* Referring expression data:
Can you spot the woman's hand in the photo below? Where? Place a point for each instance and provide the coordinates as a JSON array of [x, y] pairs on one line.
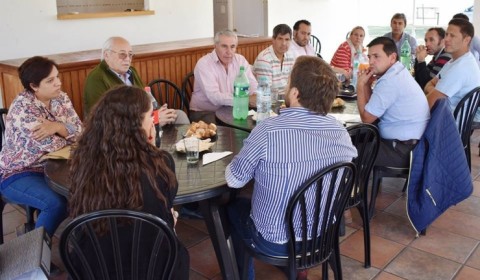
[[46, 128], [152, 135], [175, 216], [166, 116]]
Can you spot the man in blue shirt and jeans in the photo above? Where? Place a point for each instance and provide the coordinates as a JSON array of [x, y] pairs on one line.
[[281, 153], [396, 101]]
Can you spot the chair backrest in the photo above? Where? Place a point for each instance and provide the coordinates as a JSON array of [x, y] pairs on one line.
[[187, 87], [464, 114], [317, 46], [132, 245], [166, 91], [366, 138], [3, 115], [323, 197]]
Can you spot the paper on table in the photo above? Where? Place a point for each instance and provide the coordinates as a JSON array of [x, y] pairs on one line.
[[63, 153], [347, 118], [211, 157]]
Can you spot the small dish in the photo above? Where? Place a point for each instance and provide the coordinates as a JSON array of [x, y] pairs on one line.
[[204, 145], [212, 139]]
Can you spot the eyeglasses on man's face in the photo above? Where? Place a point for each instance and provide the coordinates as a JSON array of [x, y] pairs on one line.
[[123, 55]]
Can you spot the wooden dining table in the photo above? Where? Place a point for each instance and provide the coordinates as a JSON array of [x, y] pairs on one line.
[[224, 115], [196, 183]]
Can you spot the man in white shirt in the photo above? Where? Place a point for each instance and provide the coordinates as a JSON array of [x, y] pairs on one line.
[[300, 45], [459, 75]]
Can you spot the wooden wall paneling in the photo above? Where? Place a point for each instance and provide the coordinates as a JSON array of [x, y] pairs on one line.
[[155, 72], [76, 99], [179, 70], [150, 71], [153, 61], [66, 80]]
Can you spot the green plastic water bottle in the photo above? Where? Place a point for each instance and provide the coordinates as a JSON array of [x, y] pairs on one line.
[[405, 55], [240, 95]]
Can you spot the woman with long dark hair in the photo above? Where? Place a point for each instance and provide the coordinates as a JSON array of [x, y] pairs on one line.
[[117, 166]]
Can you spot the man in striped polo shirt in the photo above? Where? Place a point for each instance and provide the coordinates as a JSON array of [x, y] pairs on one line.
[[275, 62], [435, 46], [281, 153]]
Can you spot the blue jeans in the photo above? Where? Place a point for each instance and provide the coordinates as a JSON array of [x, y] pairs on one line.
[[243, 230], [31, 189]]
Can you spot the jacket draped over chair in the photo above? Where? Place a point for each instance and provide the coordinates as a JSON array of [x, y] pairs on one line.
[[439, 172]]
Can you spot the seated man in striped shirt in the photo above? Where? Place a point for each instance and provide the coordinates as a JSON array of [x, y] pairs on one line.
[[435, 46], [275, 62], [284, 151]]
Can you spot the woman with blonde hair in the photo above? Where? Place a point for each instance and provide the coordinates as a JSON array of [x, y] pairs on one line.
[[342, 61]]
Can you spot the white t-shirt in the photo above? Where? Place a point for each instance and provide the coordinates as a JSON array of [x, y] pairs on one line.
[[458, 77]]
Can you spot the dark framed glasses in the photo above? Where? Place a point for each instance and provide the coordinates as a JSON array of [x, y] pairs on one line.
[[123, 55]]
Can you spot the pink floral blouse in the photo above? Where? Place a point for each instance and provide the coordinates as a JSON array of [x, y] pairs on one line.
[[21, 152]]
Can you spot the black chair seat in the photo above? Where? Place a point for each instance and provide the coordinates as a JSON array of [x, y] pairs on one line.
[[118, 244], [464, 114], [366, 139], [322, 249]]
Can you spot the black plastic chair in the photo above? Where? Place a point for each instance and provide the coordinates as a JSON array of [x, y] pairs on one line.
[[317, 46], [332, 186], [187, 87], [118, 244], [380, 172], [166, 91], [29, 211], [366, 139], [464, 113]]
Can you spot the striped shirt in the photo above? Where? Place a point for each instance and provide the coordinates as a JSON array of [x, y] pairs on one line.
[[297, 50], [213, 87], [268, 65], [280, 154], [425, 72]]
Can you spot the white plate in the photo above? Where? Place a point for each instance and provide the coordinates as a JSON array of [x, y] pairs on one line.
[[272, 114]]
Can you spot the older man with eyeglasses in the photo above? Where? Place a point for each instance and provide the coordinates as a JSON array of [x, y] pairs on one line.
[[115, 69]]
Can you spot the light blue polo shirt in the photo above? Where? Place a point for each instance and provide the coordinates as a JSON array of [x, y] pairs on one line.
[[458, 77], [400, 104]]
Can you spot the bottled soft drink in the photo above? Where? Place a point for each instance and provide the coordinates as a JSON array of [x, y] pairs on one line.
[[240, 95], [156, 121], [264, 103], [405, 55], [356, 63]]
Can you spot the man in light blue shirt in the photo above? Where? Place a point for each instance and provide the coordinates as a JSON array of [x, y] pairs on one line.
[[396, 101]]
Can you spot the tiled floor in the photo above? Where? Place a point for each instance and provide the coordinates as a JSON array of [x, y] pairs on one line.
[[450, 249]]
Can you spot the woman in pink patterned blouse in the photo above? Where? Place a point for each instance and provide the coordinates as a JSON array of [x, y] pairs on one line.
[[40, 120], [342, 61]]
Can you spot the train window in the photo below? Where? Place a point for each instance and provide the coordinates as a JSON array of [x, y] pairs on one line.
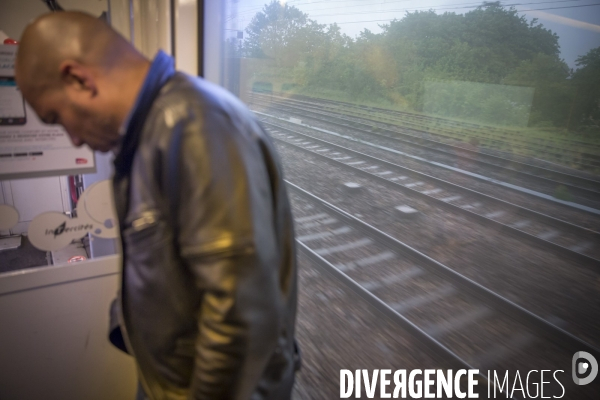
[[443, 162]]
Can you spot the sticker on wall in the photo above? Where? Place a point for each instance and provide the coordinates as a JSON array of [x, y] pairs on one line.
[[53, 231], [9, 217], [96, 206]]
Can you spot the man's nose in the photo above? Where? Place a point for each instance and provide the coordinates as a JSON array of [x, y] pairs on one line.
[[76, 141]]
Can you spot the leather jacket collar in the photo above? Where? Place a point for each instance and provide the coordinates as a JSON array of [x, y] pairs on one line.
[[161, 70]]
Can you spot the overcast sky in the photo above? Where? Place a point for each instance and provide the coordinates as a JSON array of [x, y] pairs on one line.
[[577, 22]]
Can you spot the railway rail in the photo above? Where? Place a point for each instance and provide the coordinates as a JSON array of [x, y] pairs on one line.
[[467, 130], [432, 164], [578, 186], [456, 318], [481, 208]]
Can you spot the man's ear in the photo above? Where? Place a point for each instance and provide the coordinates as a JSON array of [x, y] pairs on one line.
[[78, 77]]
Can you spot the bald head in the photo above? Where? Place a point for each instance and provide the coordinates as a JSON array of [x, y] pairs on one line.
[[75, 70], [56, 37]]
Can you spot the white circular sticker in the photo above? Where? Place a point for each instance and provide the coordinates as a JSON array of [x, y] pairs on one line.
[[53, 230], [96, 206], [9, 217]]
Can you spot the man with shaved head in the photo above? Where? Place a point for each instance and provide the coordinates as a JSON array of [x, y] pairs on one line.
[[208, 295]]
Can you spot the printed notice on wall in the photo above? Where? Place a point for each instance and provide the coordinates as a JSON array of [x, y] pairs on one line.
[[28, 147]]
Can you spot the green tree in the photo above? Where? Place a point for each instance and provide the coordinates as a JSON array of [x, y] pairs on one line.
[[586, 79], [281, 32]]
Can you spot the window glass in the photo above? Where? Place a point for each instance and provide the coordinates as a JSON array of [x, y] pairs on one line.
[[467, 132]]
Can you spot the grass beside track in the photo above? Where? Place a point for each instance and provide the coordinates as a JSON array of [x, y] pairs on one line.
[[570, 149]]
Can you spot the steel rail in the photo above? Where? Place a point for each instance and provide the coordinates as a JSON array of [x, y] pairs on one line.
[[551, 221], [580, 258], [510, 186], [435, 349], [507, 307], [484, 164], [314, 102]]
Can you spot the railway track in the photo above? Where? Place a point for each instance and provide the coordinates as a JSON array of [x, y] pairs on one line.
[[581, 188], [456, 318], [496, 136], [431, 164], [537, 228]]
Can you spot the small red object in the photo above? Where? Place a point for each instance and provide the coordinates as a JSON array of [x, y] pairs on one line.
[[77, 259]]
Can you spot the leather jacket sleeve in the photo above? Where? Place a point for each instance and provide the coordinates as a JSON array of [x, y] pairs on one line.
[[227, 241]]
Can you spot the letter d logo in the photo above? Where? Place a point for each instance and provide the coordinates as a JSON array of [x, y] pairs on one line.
[[590, 365]]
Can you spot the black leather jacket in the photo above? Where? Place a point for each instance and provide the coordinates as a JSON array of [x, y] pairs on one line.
[[208, 297]]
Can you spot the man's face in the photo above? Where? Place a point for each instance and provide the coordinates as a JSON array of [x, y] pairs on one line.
[[84, 121]]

* EXERCISE: Lines from the one containing "Can you spot the man's face" through the last line of the records, both included, are the only ones to print, each exactly as it is.

* REPLY:
Can you spot the man's face in the photo above? Where? Place a point for each instance and provide the coordinates as a JSON array of [x, y] pairs on one line.
[[84, 121]]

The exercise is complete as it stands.